* TEXT BLOCK *
════

This court discussed at length the proper standard of review of issues containing mixed questions of fact and law and how to separate the two in Universal Minerals, Inc. v. C.A. Hughes & Co., 669 F.2d 98, 102-03 (3d Cir.1981). Universal Minerals, also a bankruptcy proceeding, arose from a determination by the bankruptcy court that C.A. Hughes had abandoned certain personal property. The district court, substituting its own findings of fact for those of the bankruptcy court, reversed. Holding that the bankruptcy court’s inference of intent to abandon from the facts presented was not clearly erroneous, this court reversed the district court.

To reach this conclusion, Universal reiterates the well-settled rule that this court *1223 applies a clearly erroneous standard to findings of fact, but conducts plenary review of legal conclusions. Id. The opinion then distinguishes between three different types of facts. “Basic facts are the historical and narrative events” presented for the court’s consideration. Id. at 102. “Inferred factual conclusions are drawn from basic facts and are permitted only when, and to the extent that, logic and human experience indicate a probability that certain consequences can and do follow from the basic facts. No legal precept is impli-cated_” Id. (citation omitted). Therefore, courts apply a clearly erroneous standard to findings of basic and inferred facts. Id.

In contrast, an ultimate fact is “a legal concept with a factual component,” id. at 103, and “is usually expressed in the language of a standard enunciated by case-law rule or by statute, e.g., an actor’s conduct was negligent; the injury occurred in the course of employment; the rate is reasonable,” id. at 102 (quoting Smith v. Harris, 644 F.2d 985, 990 n. 1 (3d Cir.1981) (Aldisert, J., concurring)). When reviewing an ultimate finding, this court “must accept the trial court’s findings of historical or narrative facts unless they are clearly erroneous, but [it] must exercise a plenary review of the trial court’s choice and interpretation of legal precepts and its application of those precepts to the historical facts.” Id. at 103 (footnote omitted).

III.

════

* GIVEN DATA *
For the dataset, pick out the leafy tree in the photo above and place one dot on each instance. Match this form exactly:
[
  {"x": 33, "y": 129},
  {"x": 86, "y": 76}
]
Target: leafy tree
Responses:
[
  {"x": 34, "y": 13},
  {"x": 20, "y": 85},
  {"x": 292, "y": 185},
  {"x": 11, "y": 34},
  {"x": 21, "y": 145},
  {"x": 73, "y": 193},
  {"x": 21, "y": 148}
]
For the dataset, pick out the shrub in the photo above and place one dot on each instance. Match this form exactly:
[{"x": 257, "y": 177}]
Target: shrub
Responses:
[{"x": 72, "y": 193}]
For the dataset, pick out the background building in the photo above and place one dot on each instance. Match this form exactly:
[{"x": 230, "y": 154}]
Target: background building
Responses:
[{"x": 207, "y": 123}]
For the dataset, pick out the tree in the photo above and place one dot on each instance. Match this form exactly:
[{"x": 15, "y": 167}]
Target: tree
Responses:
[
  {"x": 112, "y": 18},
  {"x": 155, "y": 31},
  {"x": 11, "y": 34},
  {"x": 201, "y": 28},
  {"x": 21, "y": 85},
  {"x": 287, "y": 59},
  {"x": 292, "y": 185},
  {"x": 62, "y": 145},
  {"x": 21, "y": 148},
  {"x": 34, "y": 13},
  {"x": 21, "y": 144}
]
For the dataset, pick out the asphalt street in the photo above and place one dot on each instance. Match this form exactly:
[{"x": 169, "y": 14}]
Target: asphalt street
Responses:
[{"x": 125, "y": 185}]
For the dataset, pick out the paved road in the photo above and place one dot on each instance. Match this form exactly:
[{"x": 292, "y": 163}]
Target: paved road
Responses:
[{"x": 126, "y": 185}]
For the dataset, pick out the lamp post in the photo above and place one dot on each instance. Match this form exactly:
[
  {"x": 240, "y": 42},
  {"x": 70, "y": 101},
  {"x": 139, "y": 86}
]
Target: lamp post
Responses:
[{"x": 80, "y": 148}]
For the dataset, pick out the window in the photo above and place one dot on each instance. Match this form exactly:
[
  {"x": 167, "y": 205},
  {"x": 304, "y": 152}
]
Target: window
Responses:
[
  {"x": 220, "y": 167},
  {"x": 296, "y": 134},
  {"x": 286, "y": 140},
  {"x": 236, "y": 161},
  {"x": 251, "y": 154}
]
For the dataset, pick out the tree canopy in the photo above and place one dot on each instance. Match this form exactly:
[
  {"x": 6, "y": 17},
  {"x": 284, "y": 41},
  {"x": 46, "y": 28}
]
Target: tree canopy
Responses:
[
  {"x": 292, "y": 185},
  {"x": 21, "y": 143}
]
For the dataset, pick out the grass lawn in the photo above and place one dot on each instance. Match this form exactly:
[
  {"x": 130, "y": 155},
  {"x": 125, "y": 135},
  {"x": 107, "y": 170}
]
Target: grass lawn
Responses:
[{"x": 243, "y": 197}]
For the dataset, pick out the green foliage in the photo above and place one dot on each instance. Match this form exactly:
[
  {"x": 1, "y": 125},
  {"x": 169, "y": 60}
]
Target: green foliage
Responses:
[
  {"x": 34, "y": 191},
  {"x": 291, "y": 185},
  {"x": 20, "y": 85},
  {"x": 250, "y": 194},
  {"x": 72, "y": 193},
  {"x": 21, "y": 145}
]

════

* EXERCISE *
In the passage on standards of review, rewrite the part that opens with the words "To reach this" and closes with "inferred facts. Id.", changing "clearly erroneous" to "clearly wrong" throughout.

* RESULT *
To reach this conclusion, Universal reiterates the well-settled rule that this court *1223 applies a clearly wrong standard to findings of fact, but conducts plenary review of legal conclusions. Id. The opinion then distinguishes between three different types of facts. “Basic facts are the historical and narrative events” presented for the court’s consideration. Id. at 102. “Inferred factual conclusions are drawn from basic facts and are permitted only when, and to the extent that, logic and human experience indicate a probability that certain consequences can and do follow from the basic facts. No legal precept is impli-cated_” Id. (citation omitted). Therefore, courts apply a clearly wrong standard to findings of basic and inferred facts. Id.